◆ Work to complete
Copy the records below word for word, omitting the pictures.

———

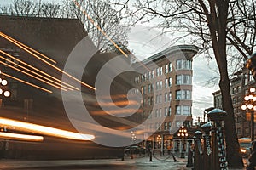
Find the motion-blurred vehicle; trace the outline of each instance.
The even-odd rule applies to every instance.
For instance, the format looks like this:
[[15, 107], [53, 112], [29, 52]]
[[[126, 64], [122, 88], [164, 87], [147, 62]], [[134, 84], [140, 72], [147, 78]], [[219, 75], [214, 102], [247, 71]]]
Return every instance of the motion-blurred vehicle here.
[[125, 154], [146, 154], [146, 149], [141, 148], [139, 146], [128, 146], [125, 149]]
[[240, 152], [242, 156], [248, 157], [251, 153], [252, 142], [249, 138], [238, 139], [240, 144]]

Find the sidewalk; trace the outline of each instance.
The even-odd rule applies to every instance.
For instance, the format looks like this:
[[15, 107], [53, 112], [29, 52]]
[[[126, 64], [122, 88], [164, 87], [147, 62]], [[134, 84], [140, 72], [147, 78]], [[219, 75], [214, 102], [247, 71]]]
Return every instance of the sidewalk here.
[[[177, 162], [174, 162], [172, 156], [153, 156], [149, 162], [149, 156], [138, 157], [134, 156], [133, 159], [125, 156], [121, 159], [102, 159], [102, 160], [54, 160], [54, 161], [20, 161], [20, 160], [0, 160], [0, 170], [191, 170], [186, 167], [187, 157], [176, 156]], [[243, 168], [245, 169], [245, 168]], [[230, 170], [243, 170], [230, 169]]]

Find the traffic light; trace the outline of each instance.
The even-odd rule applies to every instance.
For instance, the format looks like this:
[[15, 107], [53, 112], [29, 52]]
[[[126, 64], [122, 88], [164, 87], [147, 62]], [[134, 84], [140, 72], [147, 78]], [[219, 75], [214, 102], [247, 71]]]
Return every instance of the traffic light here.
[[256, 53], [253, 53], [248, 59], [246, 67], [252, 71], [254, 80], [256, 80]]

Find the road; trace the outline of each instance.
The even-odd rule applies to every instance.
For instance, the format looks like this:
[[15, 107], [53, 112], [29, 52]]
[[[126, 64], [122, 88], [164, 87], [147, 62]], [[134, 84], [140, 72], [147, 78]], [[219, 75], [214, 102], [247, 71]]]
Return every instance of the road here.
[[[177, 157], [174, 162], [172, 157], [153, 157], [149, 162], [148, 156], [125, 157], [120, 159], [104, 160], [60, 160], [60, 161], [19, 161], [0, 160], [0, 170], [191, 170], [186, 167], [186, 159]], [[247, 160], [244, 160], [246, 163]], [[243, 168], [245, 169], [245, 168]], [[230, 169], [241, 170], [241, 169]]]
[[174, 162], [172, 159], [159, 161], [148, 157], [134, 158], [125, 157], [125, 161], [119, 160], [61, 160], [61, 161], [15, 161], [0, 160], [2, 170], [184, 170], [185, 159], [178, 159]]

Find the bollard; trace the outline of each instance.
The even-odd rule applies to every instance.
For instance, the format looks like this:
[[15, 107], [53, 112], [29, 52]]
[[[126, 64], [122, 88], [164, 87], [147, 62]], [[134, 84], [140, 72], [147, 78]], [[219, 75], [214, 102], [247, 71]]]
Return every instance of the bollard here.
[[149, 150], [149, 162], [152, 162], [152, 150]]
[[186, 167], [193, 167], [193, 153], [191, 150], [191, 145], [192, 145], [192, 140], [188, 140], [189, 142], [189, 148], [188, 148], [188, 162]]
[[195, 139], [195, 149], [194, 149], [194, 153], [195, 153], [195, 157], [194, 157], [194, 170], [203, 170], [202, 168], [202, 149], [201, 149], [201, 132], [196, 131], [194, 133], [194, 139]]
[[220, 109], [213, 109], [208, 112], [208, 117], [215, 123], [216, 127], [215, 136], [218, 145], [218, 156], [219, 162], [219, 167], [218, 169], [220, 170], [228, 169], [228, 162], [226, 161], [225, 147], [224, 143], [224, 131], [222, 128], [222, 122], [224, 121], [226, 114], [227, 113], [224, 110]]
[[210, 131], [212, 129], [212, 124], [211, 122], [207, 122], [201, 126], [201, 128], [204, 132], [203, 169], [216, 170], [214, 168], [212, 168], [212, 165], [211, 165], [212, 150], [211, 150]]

———

◆ Final result
Find the motion-blurred vehicle; trace the outline of each instance.
The even-odd rule applies to every instance.
For instance, the format looks like this:
[[15, 107], [53, 112], [29, 52]]
[[[126, 64], [122, 88], [164, 87], [147, 62]], [[134, 84], [140, 72], [147, 78]], [[219, 75], [214, 102], [247, 71]]]
Return every instance of the motion-blurred vehicle here.
[[125, 154], [146, 154], [146, 149], [141, 148], [139, 146], [128, 146], [125, 149]]
[[240, 152], [242, 156], [248, 157], [251, 153], [252, 142], [249, 138], [238, 139], [240, 144]]

Find the sidewalk; trace the outline of each instance.
The even-odd rule applies to every instance.
For instance, the format looks like this:
[[15, 107], [53, 112], [29, 52]]
[[[126, 64], [122, 88], [164, 87], [147, 62]], [[134, 84], [140, 72], [147, 78]], [[219, 75], [214, 102], [247, 71]]]
Return every instance of the sidewalk here.
[[[177, 162], [174, 162], [172, 156], [153, 156], [149, 162], [149, 156], [138, 157], [134, 156], [133, 159], [125, 156], [121, 159], [102, 159], [102, 160], [54, 160], [54, 161], [20, 161], [20, 160], [0, 160], [0, 170], [191, 170], [186, 167], [187, 157], [176, 156]], [[243, 168], [245, 169], [245, 168]], [[230, 170], [243, 170], [230, 169]]]

Find the traffic light; trace the outline of each instance.
The even-odd rule applies to every instance.
For instance, the format looks like this:
[[15, 107], [53, 112], [29, 52]]
[[[126, 64], [122, 88], [164, 87], [147, 62]], [[134, 84], [140, 72], [147, 78]], [[219, 75], [214, 102], [247, 71]]]
Return every instance of the traffic light here.
[[256, 53], [253, 53], [248, 59], [246, 67], [252, 71], [254, 80], [256, 80]]

Find the road; trace the outline of each instance.
The even-odd rule applies to every instance.
For instance, the format looks like this:
[[15, 107], [53, 112], [29, 52]]
[[[126, 64], [122, 88], [164, 87], [147, 62]], [[134, 84], [140, 72], [147, 78]], [[219, 75], [214, 102], [247, 71]]]
Return every instance of the road here.
[[[177, 157], [174, 162], [172, 157], [153, 157], [149, 162], [148, 156], [125, 157], [120, 159], [104, 160], [60, 160], [60, 161], [19, 161], [0, 160], [0, 170], [191, 170], [186, 167], [186, 159]], [[247, 160], [244, 160], [246, 163]], [[243, 168], [245, 169], [245, 168]], [[230, 169], [241, 170], [241, 169]]]
[[174, 162], [172, 159], [159, 161], [148, 157], [134, 158], [125, 157], [125, 161], [119, 160], [61, 160], [61, 161], [15, 161], [0, 160], [2, 170], [184, 170], [185, 159], [178, 159]]

Find the bollard; trace the outline of each instance.
The even-odd rule applies to every instance.
For instance, the format looks like this:
[[15, 107], [53, 112], [29, 52]]
[[[126, 64], [122, 88], [164, 87], [147, 62]], [[134, 84], [140, 72], [147, 78]], [[219, 75], [214, 102], [247, 71]]]
Return every instance of the bollard here.
[[149, 150], [149, 162], [152, 162], [152, 150]]
[[186, 167], [193, 167], [193, 153], [191, 150], [191, 145], [192, 145], [192, 140], [188, 140], [189, 142], [189, 148], [188, 148], [188, 162]]
[[195, 139], [195, 149], [194, 149], [194, 153], [195, 153], [195, 157], [194, 157], [194, 170], [203, 170], [202, 168], [202, 149], [201, 149], [201, 132], [196, 131], [194, 133], [194, 139]]
[[220, 109], [213, 109], [208, 112], [208, 117], [215, 123], [216, 127], [215, 136], [218, 145], [218, 156], [219, 162], [219, 167], [218, 169], [220, 170], [228, 169], [228, 162], [226, 161], [225, 147], [224, 143], [224, 131], [222, 128], [222, 122], [224, 121], [226, 114], [227, 113], [224, 110]]
[[210, 131], [212, 129], [212, 124], [211, 122], [207, 122], [201, 126], [201, 128], [204, 132], [203, 169], [216, 170], [214, 168], [212, 168], [212, 165], [211, 165], [212, 150], [211, 150]]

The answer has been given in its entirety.